BEGIN LISTED ENTRIES

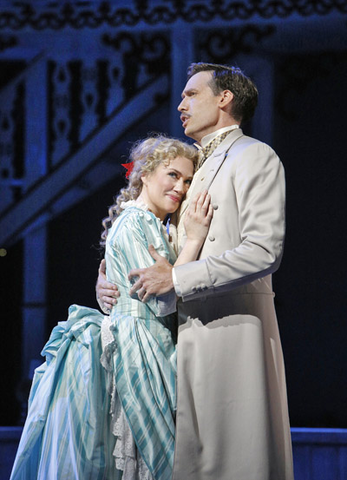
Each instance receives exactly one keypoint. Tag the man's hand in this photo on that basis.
(154, 280)
(106, 292)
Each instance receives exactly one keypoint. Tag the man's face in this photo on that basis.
(200, 113)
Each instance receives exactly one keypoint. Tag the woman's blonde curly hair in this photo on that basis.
(147, 155)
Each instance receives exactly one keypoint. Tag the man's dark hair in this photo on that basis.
(233, 79)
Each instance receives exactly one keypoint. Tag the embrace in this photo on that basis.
(184, 377)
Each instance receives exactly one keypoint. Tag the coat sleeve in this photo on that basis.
(259, 188)
(141, 230)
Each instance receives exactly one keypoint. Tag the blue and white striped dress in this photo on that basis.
(69, 432)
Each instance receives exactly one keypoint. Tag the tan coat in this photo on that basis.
(232, 419)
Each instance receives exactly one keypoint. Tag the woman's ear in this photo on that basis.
(144, 179)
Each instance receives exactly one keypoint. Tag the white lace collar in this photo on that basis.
(135, 203)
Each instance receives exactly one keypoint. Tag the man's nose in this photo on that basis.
(182, 106)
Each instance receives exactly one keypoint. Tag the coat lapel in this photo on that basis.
(206, 174)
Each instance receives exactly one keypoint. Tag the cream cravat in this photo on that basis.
(207, 151)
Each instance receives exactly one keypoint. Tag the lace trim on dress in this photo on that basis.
(127, 456)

END LISTED ENTRIES

EXERCISE PROMPT: In the records above, retype exactly the lines from the one with "Each instance receives exactly one keypoint. Tag the white" through the last one.

RESPONSE AREA:
Each instance receives exactly one keypoint. Tag the white lace collar in this photo on that basis.
(135, 203)
Each instance receives exactly one keypoint. Tag the man's nose in this photo on that basis.
(182, 106)
Each instance receives exactly one keypoint. Tag the coat lapel in this photo on that basis.
(206, 174)
Each instance receives exactly one keypoint. Tag the cream cravat in this photo on that basis.
(207, 151)
Each instance receives exactly one keypoint. Tag the lace trim on dress in this photo on that basis.
(127, 456)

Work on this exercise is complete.